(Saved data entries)
☆ ☆ ☆ ☆
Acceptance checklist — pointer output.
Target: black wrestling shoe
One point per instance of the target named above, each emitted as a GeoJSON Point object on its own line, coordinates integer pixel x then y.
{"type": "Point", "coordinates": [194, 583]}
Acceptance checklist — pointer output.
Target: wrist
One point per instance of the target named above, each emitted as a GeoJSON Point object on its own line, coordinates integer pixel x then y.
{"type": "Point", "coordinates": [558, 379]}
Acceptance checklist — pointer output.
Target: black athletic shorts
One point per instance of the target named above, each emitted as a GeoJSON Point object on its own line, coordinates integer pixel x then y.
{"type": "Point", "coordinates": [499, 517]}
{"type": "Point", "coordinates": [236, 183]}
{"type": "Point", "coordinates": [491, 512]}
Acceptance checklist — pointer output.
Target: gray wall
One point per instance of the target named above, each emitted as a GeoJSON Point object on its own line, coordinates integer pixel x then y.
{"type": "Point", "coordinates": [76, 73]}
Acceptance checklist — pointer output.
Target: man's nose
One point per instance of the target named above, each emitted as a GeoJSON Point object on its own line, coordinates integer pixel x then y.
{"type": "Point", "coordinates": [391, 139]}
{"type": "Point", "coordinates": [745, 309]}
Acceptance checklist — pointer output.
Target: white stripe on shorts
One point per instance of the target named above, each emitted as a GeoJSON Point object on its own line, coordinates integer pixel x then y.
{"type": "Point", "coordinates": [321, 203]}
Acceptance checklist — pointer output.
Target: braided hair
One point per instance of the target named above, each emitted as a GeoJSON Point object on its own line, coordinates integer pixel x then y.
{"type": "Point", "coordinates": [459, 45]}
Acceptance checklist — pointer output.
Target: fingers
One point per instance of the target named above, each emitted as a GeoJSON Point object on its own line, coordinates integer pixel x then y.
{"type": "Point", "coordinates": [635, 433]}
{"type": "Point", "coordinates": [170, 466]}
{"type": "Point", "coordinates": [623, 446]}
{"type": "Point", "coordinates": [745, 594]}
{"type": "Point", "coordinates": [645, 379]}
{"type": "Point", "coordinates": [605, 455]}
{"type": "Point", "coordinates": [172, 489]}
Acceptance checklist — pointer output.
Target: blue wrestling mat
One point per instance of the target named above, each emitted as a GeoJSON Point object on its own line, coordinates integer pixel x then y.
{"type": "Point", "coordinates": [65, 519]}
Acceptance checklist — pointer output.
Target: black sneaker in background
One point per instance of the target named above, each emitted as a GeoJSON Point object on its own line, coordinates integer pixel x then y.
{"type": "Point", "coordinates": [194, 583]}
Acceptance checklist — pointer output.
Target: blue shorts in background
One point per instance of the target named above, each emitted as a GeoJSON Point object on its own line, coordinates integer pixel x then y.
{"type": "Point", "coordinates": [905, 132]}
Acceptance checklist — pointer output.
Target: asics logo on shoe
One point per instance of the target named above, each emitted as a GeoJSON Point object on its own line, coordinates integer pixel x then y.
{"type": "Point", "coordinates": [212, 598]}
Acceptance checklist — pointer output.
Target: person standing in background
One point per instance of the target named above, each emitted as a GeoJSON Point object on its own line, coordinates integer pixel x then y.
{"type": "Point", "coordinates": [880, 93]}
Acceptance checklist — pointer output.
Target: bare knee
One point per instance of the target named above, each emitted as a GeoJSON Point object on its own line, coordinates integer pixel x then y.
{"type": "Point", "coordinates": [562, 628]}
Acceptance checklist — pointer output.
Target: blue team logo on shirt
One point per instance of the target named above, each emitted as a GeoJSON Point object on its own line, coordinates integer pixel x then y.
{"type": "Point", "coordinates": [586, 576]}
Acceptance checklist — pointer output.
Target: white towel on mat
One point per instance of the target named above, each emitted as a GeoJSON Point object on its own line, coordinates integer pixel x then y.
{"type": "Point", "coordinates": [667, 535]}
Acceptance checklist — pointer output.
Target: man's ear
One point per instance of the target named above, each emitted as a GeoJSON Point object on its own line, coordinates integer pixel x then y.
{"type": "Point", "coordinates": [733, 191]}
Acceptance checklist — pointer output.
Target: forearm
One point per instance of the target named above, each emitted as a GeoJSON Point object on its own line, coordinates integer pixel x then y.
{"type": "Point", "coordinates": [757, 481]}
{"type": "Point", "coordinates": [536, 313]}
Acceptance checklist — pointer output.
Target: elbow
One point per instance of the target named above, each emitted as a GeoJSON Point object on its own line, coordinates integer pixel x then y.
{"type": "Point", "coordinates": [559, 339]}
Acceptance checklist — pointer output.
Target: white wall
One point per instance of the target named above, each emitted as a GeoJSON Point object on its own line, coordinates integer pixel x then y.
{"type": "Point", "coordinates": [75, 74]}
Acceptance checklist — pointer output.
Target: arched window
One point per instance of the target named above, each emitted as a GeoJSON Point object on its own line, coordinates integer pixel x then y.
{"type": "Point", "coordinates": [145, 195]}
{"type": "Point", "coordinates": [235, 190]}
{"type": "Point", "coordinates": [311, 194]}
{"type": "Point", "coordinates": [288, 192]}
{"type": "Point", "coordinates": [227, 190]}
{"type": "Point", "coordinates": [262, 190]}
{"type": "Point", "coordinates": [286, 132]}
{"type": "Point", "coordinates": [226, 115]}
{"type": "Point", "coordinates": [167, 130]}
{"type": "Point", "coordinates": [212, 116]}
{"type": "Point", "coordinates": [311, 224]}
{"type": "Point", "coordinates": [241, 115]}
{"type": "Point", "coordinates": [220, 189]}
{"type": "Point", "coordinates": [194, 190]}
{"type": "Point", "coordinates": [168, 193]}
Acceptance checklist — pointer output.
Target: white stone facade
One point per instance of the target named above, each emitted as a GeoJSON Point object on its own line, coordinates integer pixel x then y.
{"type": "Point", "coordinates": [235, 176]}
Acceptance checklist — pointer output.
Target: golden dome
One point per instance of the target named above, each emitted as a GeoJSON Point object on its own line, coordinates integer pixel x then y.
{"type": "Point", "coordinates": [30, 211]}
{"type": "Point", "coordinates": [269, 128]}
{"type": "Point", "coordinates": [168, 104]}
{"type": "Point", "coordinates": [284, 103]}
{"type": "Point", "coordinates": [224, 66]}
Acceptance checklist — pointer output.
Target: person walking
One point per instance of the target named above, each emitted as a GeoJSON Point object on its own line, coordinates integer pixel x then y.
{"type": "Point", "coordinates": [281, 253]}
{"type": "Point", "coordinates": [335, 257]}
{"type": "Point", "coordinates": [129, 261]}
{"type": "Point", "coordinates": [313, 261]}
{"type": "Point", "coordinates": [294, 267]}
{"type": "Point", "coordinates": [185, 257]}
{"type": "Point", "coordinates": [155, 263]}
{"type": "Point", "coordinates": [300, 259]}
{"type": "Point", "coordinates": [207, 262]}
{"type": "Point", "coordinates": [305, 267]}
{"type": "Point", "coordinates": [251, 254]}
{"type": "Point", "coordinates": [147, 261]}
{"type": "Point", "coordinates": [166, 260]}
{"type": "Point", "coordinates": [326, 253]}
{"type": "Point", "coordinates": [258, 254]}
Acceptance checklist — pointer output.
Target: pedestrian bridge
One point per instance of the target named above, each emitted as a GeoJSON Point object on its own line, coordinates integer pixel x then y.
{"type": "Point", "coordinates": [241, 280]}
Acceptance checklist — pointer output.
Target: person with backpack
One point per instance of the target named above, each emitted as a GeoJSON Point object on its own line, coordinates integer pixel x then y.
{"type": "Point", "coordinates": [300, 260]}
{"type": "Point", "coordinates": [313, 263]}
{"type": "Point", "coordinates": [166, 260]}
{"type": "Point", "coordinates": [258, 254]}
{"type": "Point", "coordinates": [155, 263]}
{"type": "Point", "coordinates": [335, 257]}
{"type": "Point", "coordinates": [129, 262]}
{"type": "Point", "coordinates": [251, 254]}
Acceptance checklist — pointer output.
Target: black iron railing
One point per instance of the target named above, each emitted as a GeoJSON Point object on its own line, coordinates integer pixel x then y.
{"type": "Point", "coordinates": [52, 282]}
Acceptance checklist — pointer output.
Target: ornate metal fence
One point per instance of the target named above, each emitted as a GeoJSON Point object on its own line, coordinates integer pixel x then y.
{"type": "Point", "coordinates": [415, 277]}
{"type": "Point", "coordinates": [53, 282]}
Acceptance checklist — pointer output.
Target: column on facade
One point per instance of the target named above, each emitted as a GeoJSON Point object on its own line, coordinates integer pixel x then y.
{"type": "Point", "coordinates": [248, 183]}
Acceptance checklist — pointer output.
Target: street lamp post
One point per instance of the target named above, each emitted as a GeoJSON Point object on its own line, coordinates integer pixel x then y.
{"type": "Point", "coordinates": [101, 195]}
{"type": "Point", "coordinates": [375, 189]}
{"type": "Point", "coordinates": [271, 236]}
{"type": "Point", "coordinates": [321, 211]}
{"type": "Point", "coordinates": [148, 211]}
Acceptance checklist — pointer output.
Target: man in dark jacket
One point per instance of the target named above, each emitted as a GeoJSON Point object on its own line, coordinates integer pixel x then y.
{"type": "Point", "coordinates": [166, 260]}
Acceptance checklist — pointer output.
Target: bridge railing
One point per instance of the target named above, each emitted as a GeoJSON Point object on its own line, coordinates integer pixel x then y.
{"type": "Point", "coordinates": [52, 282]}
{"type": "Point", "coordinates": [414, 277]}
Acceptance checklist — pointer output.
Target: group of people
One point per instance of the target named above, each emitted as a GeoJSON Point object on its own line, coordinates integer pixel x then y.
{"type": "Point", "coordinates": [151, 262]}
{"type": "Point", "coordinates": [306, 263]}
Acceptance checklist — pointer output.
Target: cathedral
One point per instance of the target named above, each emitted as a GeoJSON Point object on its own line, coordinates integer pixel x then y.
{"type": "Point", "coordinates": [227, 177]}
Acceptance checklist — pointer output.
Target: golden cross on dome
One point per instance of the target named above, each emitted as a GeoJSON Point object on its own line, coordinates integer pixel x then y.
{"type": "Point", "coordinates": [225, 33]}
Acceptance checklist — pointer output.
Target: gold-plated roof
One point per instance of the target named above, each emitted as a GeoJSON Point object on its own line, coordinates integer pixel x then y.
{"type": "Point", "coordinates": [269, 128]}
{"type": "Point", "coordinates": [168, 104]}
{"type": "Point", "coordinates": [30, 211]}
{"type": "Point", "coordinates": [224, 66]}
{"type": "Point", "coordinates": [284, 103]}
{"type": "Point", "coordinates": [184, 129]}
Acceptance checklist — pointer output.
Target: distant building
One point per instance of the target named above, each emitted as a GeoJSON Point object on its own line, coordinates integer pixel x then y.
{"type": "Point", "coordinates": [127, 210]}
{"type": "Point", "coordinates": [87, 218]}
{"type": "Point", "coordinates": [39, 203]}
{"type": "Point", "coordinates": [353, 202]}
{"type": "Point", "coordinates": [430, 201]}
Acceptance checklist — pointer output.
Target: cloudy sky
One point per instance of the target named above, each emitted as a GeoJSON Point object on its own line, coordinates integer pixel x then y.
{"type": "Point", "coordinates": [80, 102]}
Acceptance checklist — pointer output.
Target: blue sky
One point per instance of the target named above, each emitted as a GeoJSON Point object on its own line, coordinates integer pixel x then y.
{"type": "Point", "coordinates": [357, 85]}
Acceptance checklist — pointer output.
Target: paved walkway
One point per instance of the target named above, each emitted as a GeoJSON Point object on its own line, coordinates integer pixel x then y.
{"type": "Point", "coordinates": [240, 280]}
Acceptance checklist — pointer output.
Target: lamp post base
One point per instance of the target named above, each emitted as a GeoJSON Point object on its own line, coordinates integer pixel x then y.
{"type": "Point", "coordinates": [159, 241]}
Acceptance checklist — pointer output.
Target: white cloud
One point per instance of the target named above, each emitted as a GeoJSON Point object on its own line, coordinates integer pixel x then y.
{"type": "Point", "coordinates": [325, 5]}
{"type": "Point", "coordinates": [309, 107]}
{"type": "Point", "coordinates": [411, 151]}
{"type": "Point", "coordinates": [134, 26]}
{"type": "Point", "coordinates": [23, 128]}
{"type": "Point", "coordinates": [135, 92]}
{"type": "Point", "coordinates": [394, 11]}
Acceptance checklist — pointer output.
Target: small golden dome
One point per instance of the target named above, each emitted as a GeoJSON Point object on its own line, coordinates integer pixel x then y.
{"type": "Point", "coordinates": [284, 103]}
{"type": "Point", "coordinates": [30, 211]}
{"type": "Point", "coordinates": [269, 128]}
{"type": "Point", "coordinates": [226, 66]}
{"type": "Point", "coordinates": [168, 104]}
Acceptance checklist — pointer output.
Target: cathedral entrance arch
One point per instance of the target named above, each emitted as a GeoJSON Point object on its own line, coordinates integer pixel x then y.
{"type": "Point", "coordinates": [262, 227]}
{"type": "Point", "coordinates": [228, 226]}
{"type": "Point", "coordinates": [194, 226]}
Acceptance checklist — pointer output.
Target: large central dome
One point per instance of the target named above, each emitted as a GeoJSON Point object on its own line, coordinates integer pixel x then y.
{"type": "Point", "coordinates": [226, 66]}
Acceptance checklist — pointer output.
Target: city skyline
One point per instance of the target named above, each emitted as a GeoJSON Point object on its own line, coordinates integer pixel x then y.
☆ ☆ ☆ ☆
Scan the entries above for the line containing "Target: small golden dome", and copy it and all lines after it exactly, down to and including the line containing "Target: cathedral entrance arch".

Target: small golden dome
One point per instance of the target named above, each emitted as a GeoJSON Point object on its own line, coordinates integer pixel x then y.
{"type": "Point", "coordinates": [284, 103]}
{"type": "Point", "coordinates": [30, 211]}
{"type": "Point", "coordinates": [269, 128]}
{"type": "Point", "coordinates": [226, 66]}
{"type": "Point", "coordinates": [168, 104]}
Acceptance checklist — pointer output.
Target: cathedral entrance arch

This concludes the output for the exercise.